WHAT TO DO: Your job with the data below: print everything from the line that holds "Target: white ceramic dish" down to the line that holds "point(58, 48)", ends included, exactly, and nothing else.

= = =

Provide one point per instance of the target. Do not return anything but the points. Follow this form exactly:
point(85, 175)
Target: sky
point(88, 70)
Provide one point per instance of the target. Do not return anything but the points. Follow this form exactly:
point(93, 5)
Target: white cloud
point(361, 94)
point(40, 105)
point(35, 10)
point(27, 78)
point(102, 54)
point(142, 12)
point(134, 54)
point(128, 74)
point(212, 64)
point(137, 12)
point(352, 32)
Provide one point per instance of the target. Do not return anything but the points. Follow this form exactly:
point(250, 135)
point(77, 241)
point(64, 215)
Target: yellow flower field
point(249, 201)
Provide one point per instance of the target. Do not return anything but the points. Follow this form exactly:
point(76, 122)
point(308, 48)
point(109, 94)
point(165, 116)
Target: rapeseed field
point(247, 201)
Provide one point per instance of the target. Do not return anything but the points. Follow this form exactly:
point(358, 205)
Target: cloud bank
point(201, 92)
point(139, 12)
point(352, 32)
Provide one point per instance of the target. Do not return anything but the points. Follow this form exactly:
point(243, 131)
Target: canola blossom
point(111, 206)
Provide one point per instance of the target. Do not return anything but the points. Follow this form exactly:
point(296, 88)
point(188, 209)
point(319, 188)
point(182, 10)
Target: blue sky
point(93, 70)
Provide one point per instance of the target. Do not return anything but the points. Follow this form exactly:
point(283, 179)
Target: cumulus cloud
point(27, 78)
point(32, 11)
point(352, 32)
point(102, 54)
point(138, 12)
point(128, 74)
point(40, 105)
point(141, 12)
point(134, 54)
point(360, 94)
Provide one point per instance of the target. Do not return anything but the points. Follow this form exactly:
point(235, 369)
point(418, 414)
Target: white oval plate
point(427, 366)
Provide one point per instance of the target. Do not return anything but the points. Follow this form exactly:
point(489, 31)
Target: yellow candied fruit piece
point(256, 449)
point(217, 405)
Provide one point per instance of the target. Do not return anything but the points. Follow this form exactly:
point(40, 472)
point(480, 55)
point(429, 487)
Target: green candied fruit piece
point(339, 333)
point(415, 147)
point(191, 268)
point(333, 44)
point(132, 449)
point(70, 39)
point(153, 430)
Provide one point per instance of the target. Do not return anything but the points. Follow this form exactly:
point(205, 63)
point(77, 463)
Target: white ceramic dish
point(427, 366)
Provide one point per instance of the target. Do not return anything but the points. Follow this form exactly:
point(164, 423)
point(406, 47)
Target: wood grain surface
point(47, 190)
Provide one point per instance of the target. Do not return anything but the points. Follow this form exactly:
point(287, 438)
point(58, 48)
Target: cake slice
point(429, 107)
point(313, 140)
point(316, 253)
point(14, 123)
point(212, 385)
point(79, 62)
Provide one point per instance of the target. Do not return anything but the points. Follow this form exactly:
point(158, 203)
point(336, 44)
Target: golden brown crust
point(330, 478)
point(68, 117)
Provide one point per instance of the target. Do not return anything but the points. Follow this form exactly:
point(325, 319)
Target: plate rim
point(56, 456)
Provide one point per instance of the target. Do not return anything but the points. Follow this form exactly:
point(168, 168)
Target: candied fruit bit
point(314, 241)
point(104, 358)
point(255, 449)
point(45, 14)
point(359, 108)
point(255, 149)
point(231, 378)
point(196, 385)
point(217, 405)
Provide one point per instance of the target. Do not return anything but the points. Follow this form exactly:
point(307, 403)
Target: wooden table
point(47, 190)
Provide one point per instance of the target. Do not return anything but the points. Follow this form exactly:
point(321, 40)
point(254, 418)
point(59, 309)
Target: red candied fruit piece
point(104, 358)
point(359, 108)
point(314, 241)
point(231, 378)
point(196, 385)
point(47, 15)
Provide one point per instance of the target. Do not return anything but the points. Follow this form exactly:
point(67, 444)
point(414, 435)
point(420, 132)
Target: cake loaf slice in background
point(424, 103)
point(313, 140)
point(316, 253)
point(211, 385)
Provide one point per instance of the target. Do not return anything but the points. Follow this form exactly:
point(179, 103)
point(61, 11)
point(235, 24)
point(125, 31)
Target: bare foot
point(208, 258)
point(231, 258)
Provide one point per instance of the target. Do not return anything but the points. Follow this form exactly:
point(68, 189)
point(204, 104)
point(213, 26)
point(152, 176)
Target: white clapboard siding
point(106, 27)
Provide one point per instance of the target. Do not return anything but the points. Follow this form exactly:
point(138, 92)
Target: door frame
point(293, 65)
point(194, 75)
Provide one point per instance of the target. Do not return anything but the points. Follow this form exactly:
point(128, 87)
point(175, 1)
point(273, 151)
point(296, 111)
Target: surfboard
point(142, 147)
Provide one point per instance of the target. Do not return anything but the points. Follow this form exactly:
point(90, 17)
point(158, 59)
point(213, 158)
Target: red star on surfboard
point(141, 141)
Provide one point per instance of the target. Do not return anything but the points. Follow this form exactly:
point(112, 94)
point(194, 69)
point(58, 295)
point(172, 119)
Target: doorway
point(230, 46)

= = =

WRITTEN SOLUTION:
Target: white ceramic dish
point(427, 366)
Provide one point per instance of the target. Do not return anything but the points. Follow this form exactly:
point(164, 423)
point(406, 47)
Target: wood grain surface
point(47, 190)
Provide one point per instance of the target. Do not return anything but the points. Follow this form exactly:
point(287, 438)
point(58, 48)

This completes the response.